TASK ITEM -> What you return should be each line of the data containing the string "mountain".

TASK INPUTS ->
⁂

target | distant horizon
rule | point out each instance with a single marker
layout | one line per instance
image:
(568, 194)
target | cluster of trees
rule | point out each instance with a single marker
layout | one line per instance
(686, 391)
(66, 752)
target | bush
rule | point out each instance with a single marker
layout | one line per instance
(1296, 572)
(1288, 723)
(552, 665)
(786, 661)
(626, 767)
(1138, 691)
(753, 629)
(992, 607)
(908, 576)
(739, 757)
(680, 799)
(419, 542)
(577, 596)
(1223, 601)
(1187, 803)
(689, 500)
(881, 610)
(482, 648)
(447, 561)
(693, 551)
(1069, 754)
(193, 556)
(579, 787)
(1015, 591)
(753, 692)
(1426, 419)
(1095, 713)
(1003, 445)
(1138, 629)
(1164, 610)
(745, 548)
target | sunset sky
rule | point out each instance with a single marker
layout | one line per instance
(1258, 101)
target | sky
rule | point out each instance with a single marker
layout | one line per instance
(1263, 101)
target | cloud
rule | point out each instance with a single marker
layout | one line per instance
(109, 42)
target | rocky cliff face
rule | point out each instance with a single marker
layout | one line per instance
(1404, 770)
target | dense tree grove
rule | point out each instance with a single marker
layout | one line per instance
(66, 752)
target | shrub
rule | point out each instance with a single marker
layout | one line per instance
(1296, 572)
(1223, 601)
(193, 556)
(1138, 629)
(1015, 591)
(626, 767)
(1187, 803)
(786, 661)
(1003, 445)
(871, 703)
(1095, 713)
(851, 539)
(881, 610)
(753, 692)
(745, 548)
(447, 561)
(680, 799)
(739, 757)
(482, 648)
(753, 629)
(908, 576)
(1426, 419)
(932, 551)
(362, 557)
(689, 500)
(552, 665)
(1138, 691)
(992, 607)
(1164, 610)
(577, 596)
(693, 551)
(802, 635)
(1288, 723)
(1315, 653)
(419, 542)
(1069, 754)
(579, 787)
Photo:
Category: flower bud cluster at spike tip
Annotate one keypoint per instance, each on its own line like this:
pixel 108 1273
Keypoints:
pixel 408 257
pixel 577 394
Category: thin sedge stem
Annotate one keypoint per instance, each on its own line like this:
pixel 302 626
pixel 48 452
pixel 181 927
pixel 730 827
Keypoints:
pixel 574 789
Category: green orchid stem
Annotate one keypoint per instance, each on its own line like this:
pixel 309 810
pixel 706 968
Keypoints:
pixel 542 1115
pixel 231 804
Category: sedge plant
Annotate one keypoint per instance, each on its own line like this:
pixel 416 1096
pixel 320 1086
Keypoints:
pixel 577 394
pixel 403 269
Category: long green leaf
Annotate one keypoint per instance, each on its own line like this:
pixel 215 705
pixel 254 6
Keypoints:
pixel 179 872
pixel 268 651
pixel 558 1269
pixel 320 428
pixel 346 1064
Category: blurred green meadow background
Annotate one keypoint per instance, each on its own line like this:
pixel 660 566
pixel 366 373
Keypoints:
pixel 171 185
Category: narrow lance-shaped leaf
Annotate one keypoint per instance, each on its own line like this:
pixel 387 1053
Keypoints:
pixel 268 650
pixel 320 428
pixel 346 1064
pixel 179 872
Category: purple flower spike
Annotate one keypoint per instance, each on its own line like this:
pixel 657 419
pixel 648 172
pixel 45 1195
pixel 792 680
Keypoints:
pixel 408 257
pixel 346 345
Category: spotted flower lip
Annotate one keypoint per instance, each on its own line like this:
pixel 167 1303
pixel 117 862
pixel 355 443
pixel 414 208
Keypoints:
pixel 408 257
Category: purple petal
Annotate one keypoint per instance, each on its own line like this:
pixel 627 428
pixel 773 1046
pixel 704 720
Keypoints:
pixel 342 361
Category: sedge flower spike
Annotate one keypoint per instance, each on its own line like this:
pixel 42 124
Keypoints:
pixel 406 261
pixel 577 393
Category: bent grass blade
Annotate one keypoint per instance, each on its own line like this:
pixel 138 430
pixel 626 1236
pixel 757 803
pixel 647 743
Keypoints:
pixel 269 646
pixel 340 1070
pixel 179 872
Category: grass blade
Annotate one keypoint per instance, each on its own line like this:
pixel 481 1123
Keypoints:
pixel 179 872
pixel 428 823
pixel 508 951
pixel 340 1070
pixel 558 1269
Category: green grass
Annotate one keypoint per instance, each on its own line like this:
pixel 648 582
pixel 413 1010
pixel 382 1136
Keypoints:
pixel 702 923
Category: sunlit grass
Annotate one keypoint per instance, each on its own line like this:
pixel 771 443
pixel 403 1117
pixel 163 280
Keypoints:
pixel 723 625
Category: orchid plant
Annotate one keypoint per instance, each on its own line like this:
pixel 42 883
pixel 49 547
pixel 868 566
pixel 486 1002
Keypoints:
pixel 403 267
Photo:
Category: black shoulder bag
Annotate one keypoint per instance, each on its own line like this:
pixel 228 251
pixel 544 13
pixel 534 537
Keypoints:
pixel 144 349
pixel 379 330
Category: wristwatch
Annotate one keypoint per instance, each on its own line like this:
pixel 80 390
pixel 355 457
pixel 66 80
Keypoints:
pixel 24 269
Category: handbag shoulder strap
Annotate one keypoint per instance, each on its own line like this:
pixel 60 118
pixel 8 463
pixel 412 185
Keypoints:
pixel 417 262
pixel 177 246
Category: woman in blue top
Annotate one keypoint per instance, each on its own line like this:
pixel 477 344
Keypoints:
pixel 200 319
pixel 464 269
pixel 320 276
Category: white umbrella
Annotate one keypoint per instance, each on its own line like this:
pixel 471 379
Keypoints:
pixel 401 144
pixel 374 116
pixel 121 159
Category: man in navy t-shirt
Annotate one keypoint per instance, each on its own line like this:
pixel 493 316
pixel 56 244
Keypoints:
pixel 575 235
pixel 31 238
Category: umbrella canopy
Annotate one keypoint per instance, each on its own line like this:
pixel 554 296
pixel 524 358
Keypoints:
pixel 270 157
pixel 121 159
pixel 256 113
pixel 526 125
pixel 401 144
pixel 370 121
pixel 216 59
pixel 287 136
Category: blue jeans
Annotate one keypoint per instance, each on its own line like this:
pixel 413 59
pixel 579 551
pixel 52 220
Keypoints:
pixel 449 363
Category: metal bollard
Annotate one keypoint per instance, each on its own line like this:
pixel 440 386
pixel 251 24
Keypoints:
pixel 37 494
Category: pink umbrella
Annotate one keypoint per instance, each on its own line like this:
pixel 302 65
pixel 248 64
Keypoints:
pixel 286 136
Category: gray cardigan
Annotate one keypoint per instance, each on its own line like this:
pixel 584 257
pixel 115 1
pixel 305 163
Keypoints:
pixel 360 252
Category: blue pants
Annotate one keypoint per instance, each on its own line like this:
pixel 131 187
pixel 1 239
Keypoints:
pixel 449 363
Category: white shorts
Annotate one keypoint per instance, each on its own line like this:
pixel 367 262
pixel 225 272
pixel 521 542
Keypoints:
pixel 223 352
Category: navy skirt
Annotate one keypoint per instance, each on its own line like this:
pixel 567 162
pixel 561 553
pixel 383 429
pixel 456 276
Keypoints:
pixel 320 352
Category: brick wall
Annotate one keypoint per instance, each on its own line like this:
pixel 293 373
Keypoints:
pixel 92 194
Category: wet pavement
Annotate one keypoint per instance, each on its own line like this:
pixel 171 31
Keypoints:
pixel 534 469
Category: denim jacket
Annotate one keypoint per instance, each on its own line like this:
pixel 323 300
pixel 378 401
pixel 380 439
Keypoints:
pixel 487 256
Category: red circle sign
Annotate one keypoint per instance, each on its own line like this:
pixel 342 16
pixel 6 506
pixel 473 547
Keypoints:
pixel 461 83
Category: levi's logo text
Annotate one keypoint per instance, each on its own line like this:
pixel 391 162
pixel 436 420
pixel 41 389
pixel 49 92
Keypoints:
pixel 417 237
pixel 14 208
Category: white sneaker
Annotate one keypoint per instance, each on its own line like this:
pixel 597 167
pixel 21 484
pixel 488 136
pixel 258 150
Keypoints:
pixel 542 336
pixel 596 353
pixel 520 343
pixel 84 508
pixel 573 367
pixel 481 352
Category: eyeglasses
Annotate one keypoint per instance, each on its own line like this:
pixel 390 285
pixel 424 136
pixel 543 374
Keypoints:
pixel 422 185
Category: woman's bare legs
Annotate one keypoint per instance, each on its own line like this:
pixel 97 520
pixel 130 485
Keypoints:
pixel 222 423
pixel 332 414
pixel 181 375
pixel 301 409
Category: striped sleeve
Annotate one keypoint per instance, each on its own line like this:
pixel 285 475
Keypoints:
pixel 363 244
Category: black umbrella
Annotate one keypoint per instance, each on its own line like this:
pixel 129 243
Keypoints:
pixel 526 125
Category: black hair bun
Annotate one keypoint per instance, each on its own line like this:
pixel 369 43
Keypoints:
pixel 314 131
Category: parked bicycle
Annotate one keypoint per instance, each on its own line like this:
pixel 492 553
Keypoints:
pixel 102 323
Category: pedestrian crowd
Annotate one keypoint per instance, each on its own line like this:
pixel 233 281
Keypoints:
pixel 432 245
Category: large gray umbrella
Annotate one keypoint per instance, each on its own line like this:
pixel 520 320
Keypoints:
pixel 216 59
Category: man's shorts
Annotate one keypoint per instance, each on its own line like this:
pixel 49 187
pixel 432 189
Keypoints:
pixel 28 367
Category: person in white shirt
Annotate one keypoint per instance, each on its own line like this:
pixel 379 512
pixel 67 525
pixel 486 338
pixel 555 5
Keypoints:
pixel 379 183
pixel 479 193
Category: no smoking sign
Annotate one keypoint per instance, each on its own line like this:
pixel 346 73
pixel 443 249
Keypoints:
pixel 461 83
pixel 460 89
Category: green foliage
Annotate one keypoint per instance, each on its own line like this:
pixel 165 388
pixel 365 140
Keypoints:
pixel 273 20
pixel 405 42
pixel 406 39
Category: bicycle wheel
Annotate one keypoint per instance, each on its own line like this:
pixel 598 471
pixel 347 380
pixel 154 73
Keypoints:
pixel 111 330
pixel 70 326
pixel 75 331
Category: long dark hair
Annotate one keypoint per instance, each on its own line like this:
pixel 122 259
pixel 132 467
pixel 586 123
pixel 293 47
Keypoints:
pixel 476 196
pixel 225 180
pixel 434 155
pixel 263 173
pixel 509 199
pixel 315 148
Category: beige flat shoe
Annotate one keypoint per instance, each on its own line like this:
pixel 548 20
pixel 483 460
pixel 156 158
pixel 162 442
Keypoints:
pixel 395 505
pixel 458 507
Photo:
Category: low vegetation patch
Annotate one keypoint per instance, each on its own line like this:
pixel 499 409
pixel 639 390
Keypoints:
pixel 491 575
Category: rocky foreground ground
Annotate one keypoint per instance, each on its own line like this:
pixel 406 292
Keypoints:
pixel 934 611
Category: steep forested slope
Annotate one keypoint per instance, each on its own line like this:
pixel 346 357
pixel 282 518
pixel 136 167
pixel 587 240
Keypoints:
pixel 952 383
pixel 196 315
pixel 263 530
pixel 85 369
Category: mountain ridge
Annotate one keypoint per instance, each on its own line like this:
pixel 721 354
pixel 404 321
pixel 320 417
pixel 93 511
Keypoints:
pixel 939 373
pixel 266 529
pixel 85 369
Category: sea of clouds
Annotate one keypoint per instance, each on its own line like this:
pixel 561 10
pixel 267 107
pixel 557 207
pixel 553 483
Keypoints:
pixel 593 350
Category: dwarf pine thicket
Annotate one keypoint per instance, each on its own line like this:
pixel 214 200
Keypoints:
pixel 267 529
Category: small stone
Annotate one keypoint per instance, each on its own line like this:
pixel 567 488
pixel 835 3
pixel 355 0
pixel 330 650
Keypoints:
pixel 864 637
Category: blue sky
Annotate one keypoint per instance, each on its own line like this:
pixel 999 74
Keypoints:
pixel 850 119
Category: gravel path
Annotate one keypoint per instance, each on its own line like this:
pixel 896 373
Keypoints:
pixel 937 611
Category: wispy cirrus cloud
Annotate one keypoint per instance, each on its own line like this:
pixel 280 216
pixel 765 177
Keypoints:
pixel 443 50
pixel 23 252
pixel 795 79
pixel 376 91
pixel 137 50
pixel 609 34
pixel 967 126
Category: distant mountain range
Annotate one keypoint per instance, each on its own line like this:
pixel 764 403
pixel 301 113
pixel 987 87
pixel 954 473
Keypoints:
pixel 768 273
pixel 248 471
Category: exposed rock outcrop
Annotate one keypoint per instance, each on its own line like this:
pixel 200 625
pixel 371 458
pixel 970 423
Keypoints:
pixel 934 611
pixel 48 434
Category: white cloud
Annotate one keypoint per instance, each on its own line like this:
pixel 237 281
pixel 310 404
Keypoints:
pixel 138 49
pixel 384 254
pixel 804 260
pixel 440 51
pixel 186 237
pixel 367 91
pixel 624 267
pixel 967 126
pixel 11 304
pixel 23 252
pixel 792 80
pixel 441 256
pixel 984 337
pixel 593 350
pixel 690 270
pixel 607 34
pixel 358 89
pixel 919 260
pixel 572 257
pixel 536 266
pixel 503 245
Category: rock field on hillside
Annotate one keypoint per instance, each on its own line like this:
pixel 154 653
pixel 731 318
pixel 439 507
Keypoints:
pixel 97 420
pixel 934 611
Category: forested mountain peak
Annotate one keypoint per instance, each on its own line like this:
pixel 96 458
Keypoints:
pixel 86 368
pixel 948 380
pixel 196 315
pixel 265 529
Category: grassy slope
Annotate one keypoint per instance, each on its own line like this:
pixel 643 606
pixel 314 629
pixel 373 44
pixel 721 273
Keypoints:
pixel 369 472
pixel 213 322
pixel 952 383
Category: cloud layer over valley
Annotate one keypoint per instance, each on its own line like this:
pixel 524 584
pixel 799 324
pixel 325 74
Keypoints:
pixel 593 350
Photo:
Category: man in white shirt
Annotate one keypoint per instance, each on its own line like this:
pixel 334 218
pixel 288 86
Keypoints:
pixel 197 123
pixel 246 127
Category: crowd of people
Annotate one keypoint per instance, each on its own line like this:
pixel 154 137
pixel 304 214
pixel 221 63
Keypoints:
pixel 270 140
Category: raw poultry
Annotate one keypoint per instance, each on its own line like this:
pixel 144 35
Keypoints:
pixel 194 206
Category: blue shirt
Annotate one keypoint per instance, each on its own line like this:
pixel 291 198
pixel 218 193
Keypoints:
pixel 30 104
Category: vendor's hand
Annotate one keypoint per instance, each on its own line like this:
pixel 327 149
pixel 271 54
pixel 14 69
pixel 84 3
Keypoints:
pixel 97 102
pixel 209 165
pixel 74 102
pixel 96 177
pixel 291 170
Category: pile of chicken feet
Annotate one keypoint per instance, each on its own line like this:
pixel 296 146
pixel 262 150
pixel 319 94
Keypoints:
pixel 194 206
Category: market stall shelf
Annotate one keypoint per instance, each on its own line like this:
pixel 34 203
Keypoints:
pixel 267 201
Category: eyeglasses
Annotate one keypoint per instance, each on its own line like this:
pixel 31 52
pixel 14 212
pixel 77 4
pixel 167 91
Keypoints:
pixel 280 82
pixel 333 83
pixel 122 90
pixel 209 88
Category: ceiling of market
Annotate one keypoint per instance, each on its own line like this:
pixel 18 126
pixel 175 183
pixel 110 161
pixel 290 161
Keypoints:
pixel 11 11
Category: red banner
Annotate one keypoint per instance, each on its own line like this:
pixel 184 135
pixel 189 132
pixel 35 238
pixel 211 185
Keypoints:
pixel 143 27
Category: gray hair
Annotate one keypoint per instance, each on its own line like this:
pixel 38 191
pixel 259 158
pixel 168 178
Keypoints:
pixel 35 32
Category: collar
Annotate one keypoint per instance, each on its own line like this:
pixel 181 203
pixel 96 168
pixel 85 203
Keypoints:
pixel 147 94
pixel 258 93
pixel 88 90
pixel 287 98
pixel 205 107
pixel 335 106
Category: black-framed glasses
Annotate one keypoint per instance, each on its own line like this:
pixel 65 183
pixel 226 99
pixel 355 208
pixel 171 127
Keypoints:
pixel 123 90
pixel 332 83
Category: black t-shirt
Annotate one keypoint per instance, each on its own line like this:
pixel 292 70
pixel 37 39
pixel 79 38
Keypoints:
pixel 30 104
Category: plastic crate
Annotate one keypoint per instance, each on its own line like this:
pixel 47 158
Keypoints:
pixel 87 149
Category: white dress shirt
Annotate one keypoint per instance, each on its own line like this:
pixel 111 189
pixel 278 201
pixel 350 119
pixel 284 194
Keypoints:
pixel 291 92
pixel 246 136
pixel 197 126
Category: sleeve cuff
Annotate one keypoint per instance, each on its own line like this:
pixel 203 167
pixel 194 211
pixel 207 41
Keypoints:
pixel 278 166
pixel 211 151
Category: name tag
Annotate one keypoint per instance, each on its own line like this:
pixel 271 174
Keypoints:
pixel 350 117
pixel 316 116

⁂

REPLY TO THE TASK ->
Category: mountain ridge
Category: distant mountain range
Category: forested mountain peak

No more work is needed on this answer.